▶ What is expected: Each record, in full, must be restated word for word.

--- Data extract Enclosed Below ---

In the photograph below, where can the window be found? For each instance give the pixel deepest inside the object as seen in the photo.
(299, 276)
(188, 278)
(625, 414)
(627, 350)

--- End of Enclosed Data extract ---

▶ Reply to the exercise:
In the photograph below, where can the window be found? For each instance give the pixel deepest inside the object as seen in the photo.
(299, 276)
(188, 278)
(625, 414)
(627, 350)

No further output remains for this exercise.